**Kutipan Teks**
Cerita kehidupan ala desa kecil yang berada di
Kabupaten Pelalawan. Sungai dan aturan adat tak bisa jauh dari kehidupan
masyarakatnya.
Oleh Suryadi
UJUNG
DARI JALAN DESA TAMBAK ADALAH SUNGAI, Disebut Sungai Segati, tempat masyarakat
mencari ikan. Nelayan desa mencari ikan di sungai ini menggunakan jala ataupun
memancing. Rakit Dan perahu bertambat pada kayu yang dipancang dalam sungai
hingga ke dasar. Rakit ini dibawa menyusuri sungai mencari lokasi yang akan
disinggahi untuk mengambil ikan.
Kini, mencari ikan di sungai dilakukan
masyarakat dengan menyentrum ikan. Diantara nelayan pencari ikan terkadang
harus bercekak—beradu pendapat— satu
sama lain karena tidak senang menangkap ikan dengan cara yang ekstrim. Cara lainnya
terkadang gunakan racun ikan dalam sungai. Orang desa bilang ini tuba atau menuba.
Satu pagi saya pergi kantor Camat Langgam. Ada
pengumuman dilarang menyentrum dan menuba ikan dalam sungai, bagi yang
kedapatan melakukan itu akan ditangkap dan diproses secara hukum.
Jenis ikan di Sungai Segati beragam jenis. Masyarakat
menamakan ikan-ikan ini, Toman, Baung, Gabus, Kopiek, Barau, Kalu, Singkek dan
banyak jenis ikan lain. Ukuran dan berat ikan pun cukup besar bisa mencapai 8
kilogram satu ekornya.
Tidak sulit untuk mendapatkan ikan di
sungai ini. Thamrin warga Desa Tambak katakan, dulu lebih gampang mendapat ikan
di sungai. “Kalau mau makan ikan cukup bawa pancing di belakang rumah. Hanya beberapa
menit sudah bisa pulang bawa ikan untuk di makan,” cerita Thamrin.
Selain tempat mencari ikan, sungai juga
menjadi pusat kegiatan sehari-hari masyarakat Desa Tambak. Mencuci pakaian,
mandi dan buang air. Masyarakat membuat jamban terapung di atas rakit. Terkadang
ada yang buang air disaat yang lain sedang mencuci dan mandi di sekitar rakit. Warna
air sungai kecokelatan dan terasa payau. Tepian sungai masih ditutupi dedaunan,
ilalang dan pohon-pohon kayu.
Sungai Segati di ujung jalan Desa Tambak. Sungai yang dijadikan tempat mencuci, mandi dan buang air. Sungai ini juga terdapat banyak ikan. |
Sungai ini memiliki adat dan pantang
larangan. Ada anak-anak sungai yang tiap tahun dilelang oleh Ninik Mamak dan
Tokoh Adat masyarakat Desa Tambak. Proses pelelangan dimulai pada bulan puasa. Pemenang
lelang berhak mengambil ikan dalam sungai yang ia dapatkan dari lelang selama
satu tahun.

**Catatan yang Ditampilkan**

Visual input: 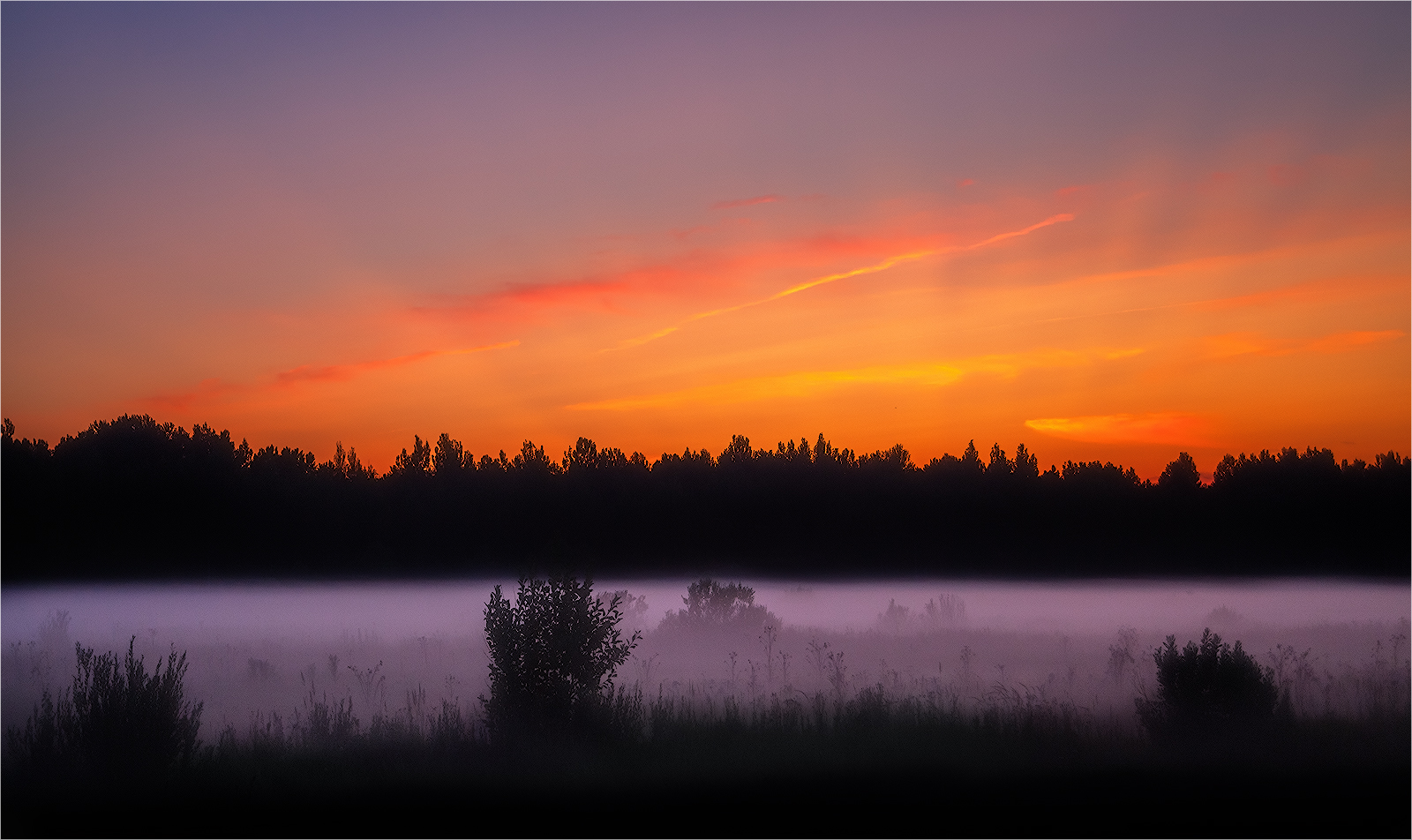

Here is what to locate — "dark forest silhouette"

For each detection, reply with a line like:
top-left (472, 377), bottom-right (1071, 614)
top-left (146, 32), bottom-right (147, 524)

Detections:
top-left (0, 415), bottom-right (1412, 581)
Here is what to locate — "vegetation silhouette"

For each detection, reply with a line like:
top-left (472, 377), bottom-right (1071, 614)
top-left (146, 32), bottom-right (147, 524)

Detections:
top-left (5, 637), bottom-right (202, 785)
top-left (1137, 628), bottom-right (1280, 741)
top-left (0, 415), bottom-right (1412, 581)
top-left (482, 577), bottom-right (641, 741)
top-left (661, 577), bottom-right (779, 630)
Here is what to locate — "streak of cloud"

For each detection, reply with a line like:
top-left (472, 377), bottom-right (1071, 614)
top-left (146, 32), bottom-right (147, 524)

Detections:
top-left (1025, 411), bottom-right (1209, 446)
top-left (1202, 329), bottom-right (1407, 360)
top-left (605, 214), bottom-right (1075, 350)
top-left (565, 348), bottom-right (1142, 411)
top-left (146, 339), bottom-right (520, 411)
top-left (710, 195), bottom-right (785, 210)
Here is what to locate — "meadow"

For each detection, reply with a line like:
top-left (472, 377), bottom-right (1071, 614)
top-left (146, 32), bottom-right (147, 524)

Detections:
top-left (0, 581), bottom-right (1412, 835)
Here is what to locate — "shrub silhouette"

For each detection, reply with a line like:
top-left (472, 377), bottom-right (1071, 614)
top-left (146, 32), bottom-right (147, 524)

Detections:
top-left (1137, 628), bottom-right (1280, 739)
top-left (5, 637), bottom-right (202, 781)
top-left (480, 577), bottom-right (641, 739)
top-left (662, 577), bottom-right (779, 628)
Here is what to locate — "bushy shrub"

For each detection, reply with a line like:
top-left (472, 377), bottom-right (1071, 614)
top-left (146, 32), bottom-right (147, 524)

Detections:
top-left (661, 577), bottom-right (779, 631)
top-left (5, 637), bottom-right (202, 779)
top-left (1137, 628), bottom-right (1280, 739)
top-left (482, 577), bottom-right (641, 739)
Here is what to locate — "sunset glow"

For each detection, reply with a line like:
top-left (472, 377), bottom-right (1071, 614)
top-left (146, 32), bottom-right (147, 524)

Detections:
top-left (3, 4), bottom-right (1412, 478)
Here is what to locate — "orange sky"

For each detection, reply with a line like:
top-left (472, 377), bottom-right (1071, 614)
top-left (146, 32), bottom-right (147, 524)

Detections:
top-left (3, 9), bottom-right (1412, 477)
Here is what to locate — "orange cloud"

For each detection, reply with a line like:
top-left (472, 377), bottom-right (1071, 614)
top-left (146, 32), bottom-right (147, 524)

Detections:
top-left (1025, 411), bottom-right (1207, 446)
top-left (609, 214), bottom-right (1075, 350)
top-left (146, 339), bottom-right (520, 411)
top-left (1202, 329), bottom-right (1407, 358)
top-left (565, 349), bottom-right (1142, 411)
top-left (710, 195), bottom-right (785, 210)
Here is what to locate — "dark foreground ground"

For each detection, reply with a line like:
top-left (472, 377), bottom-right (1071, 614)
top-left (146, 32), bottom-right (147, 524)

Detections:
top-left (8, 720), bottom-right (1412, 837)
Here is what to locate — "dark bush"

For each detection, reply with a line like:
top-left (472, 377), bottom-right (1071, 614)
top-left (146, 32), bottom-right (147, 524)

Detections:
top-left (482, 577), bottom-right (641, 739)
top-left (1137, 628), bottom-right (1280, 739)
top-left (5, 637), bottom-right (202, 781)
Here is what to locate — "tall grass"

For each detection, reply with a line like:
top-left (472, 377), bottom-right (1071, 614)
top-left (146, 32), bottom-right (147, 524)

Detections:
top-left (5, 637), bottom-right (202, 779)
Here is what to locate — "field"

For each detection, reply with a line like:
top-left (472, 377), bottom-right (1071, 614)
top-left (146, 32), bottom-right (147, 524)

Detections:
top-left (3, 581), bottom-right (1409, 836)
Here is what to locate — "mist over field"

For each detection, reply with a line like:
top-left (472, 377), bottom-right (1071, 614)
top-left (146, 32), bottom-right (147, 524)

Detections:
top-left (8, 579), bottom-right (1409, 743)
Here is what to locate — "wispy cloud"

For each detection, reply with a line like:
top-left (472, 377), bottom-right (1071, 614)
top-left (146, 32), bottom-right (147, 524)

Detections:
top-left (1202, 329), bottom-right (1407, 358)
top-left (565, 348), bottom-right (1142, 411)
top-left (607, 214), bottom-right (1075, 350)
top-left (146, 339), bottom-right (520, 411)
top-left (710, 195), bottom-right (785, 210)
top-left (1025, 411), bottom-right (1209, 446)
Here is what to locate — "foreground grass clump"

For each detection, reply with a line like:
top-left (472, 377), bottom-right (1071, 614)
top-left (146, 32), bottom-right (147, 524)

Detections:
top-left (5, 637), bottom-right (202, 781)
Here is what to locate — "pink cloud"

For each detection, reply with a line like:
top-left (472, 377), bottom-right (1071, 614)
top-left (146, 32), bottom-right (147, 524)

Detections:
top-left (710, 195), bottom-right (785, 210)
top-left (146, 339), bottom-right (520, 411)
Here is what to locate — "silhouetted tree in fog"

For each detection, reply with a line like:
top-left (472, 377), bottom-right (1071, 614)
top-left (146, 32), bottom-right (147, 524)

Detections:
top-left (482, 577), bottom-right (641, 739)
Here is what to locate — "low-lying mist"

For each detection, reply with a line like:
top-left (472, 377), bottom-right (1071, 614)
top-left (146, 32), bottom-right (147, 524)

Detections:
top-left (0, 581), bottom-right (1409, 743)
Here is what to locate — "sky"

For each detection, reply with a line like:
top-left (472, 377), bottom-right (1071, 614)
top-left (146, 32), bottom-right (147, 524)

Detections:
top-left (0, 3), bottom-right (1412, 477)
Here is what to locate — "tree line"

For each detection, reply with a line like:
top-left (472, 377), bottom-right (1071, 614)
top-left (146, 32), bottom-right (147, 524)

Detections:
top-left (0, 415), bottom-right (1412, 581)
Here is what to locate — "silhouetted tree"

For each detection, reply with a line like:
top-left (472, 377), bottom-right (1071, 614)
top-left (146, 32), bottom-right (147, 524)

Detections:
top-left (388, 435), bottom-right (432, 477)
top-left (482, 577), bottom-right (641, 739)
top-left (1137, 628), bottom-right (1280, 739)
top-left (1156, 452), bottom-right (1202, 492)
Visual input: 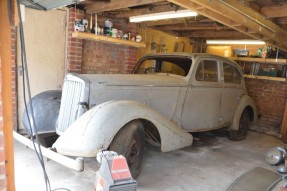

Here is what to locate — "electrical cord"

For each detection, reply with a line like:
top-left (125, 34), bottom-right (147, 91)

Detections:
top-left (13, 0), bottom-right (70, 191)
top-left (17, 0), bottom-right (51, 191)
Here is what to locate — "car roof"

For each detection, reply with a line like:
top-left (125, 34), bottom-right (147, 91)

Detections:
top-left (140, 52), bottom-right (242, 72)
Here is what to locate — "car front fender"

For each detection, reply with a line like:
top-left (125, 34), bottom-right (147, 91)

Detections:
top-left (230, 95), bottom-right (258, 130)
top-left (53, 100), bottom-right (193, 157)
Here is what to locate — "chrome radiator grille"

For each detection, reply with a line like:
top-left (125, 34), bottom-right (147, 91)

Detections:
top-left (57, 75), bottom-right (87, 134)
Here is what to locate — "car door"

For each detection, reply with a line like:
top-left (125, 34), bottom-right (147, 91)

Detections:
top-left (181, 58), bottom-right (223, 132)
top-left (221, 61), bottom-right (243, 126)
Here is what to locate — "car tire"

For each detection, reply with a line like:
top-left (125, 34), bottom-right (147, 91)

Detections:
top-left (109, 121), bottom-right (145, 178)
top-left (229, 109), bottom-right (249, 141)
top-left (37, 133), bottom-right (59, 148)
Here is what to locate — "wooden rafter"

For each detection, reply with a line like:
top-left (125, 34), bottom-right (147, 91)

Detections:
top-left (106, 3), bottom-right (183, 18)
top-left (260, 4), bottom-right (287, 18)
top-left (87, 0), bottom-right (166, 13)
top-left (168, 0), bottom-right (287, 51)
top-left (179, 30), bottom-right (251, 39)
top-left (156, 23), bottom-right (228, 31)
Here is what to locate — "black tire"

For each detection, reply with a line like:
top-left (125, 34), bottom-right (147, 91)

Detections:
top-left (229, 109), bottom-right (250, 141)
top-left (38, 133), bottom-right (59, 148)
top-left (109, 121), bottom-right (144, 178)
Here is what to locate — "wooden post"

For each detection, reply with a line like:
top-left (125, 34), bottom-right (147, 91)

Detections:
top-left (281, 101), bottom-right (287, 143)
top-left (0, 1), bottom-right (15, 191)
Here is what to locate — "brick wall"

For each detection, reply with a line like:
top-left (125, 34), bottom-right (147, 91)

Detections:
top-left (66, 7), bottom-right (85, 73)
top-left (82, 15), bottom-right (137, 74)
top-left (82, 40), bottom-right (137, 74)
top-left (245, 78), bottom-right (287, 135)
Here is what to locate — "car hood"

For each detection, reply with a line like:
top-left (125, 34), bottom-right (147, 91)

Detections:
top-left (80, 74), bottom-right (187, 87)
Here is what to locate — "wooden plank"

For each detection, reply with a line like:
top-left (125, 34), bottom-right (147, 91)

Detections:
top-left (157, 23), bottom-right (228, 31)
top-left (0, 1), bottom-right (15, 191)
top-left (244, 74), bottom-right (286, 82)
top-left (230, 57), bottom-right (287, 65)
top-left (72, 32), bottom-right (146, 48)
top-left (87, 0), bottom-right (164, 13)
top-left (222, 0), bottom-right (287, 36)
top-left (168, 0), bottom-right (287, 51)
top-left (281, 101), bottom-right (287, 143)
top-left (109, 2), bottom-right (184, 18)
top-left (260, 4), bottom-right (287, 18)
top-left (179, 30), bottom-right (249, 39)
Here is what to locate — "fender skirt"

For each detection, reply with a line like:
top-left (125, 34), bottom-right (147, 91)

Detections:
top-left (53, 100), bottom-right (193, 157)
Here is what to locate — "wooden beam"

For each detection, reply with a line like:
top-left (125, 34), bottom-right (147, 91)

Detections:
top-left (87, 0), bottom-right (164, 13)
top-left (0, 1), bottom-right (15, 191)
top-left (260, 4), bottom-right (287, 18)
top-left (168, 0), bottom-right (287, 51)
top-left (179, 30), bottom-right (251, 39)
top-left (107, 3), bottom-right (183, 18)
top-left (275, 17), bottom-right (287, 25)
top-left (156, 23), bottom-right (228, 31)
top-left (281, 101), bottom-right (287, 143)
top-left (142, 18), bottom-right (214, 27)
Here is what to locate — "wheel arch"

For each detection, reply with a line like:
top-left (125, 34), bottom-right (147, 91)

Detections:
top-left (230, 95), bottom-right (258, 130)
top-left (53, 100), bottom-right (193, 157)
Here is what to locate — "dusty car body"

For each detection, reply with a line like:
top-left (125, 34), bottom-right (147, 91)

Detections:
top-left (23, 53), bottom-right (257, 176)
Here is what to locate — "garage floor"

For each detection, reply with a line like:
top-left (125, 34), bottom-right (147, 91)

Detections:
top-left (15, 131), bottom-right (286, 191)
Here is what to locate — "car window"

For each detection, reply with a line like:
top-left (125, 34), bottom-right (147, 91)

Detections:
top-left (134, 57), bottom-right (191, 76)
top-left (195, 60), bottom-right (218, 82)
top-left (223, 63), bottom-right (242, 84)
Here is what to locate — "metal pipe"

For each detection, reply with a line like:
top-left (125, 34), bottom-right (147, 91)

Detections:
top-left (13, 131), bottom-right (84, 172)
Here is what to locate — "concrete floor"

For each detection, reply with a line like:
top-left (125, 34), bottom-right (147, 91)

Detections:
top-left (14, 132), bottom-right (286, 191)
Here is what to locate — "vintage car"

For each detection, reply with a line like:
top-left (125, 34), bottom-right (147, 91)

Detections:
top-left (24, 53), bottom-right (257, 177)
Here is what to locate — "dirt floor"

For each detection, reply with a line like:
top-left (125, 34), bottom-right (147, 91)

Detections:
top-left (14, 131), bottom-right (286, 191)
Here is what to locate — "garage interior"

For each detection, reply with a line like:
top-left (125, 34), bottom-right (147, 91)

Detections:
top-left (0, 0), bottom-right (287, 191)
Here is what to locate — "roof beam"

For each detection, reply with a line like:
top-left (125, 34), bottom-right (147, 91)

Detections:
top-left (156, 22), bottom-right (228, 31)
top-left (87, 0), bottom-right (164, 13)
top-left (260, 4), bottom-right (287, 18)
top-left (168, 0), bottom-right (287, 51)
top-left (142, 17), bottom-right (214, 27)
top-left (106, 3), bottom-right (183, 18)
top-left (179, 30), bottom-right (251, 39)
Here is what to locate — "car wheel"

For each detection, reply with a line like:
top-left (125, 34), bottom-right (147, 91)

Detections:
top-left (109, 121), bottom-right (144, 178)
top-left (37, 133), bottom-right (59, 148)
top-left (229, 109), bottom-right (249, 141)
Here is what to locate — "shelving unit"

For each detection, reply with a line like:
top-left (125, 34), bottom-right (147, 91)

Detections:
top-left (230, 57), bottom-right (287, 65)
top-left (72, 32), bottom-right (146, 48)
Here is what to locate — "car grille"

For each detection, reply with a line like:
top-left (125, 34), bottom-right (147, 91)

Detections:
top-left (57, 75), bottom-right (87, 134)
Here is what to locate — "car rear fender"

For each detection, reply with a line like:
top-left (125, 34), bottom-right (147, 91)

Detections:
top-left (53, 100), bottom-right (193, 157)
top-left (230, 95), bottom-right (258, 130)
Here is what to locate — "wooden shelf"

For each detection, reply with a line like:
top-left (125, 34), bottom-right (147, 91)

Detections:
top-left (230, 57), bottom-right (287, 65)
top-left (244, 74), bottom-right (286, 82)
top-left (72, 32), bottom-right (146, 48)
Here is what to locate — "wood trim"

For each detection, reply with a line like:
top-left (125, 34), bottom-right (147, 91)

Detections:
top-left (87, 0), bottom-right (164, 13)
top-left (0, 1), bottom-right (15, 191)
top-left (72, 32), bottom-right (146, 48)
top-left (168, 0), bottom-right (287, 51)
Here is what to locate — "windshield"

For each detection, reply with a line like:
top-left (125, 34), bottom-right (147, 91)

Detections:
top-left (133, 57), bottom-right (191, 76)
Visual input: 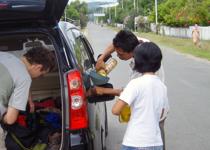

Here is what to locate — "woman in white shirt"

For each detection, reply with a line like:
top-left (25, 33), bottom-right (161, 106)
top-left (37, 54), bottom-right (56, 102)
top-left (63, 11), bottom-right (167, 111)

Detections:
top-left (112, 42), bottom-right (168, 150)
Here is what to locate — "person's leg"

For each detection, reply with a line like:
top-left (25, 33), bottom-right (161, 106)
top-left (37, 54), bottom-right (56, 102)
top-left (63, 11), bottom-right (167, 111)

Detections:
top-left (159, 119), bottom-right (166, 150)
top-left (0, 125), bottom-right (7, 150)
top-left (138, 146), bottom-right (163, 150)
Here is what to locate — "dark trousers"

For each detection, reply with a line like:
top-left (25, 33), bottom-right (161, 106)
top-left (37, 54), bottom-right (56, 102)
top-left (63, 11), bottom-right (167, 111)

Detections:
top-left (159, 119), bottom-right (166, 150)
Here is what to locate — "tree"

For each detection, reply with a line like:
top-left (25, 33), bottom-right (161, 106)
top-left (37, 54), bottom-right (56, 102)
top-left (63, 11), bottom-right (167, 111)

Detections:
top-left (66, 0), bottom-right (88, 28)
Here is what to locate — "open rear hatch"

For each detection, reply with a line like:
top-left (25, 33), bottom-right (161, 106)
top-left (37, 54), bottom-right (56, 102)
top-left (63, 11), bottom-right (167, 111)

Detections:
top-left (0, 0), bottom-right (68, 26)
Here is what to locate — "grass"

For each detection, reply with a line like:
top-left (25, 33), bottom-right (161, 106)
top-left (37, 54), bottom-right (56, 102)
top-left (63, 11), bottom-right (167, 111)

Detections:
top-left (137, 33), bottom-right (210, 61)
top-left (107, 28), bottom-right (210, 61)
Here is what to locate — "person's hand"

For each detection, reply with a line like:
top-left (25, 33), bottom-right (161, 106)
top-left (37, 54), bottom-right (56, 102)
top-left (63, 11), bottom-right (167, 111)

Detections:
top-left (94, 86), bottom-right (105, 95)
top-left (116, 88), bottom-right (123, 96)
top-left (95, 59), bottom-right (105, 71)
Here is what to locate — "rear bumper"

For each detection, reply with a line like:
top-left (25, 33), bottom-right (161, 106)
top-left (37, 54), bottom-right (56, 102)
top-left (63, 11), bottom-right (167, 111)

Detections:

**Tujuan**
Kutip persis bagian teks tentang Sungai Segati, mulai pada kata-kata yang memuat "Satu pagi saya" dan berhenti setelah kata-kata "kilogram satu ekornya.". Gunakan teks di atas saja sebagai sumber.

**Hasil**
Satu pagi saya pergi kantor Camat Langgam. Ada
pengumuman dilarang menyentrum dan menuba ikan dalam sungai, bagi yang
kedapatan melakukan itu akan ditangkap dan diproses secara hukum.
Jenis ikan di Sungai Segati beragam jenis. Masyarakat
menamakan ikan-ikan ini, Toman, Baung, Gabus, Kopiek, Barau, Kalu, Singkek dan
banyak jenis ikan lain. Ukuran dan berat ikan pun cukup besar bisa mencapai 8
kilogram satu ekornya.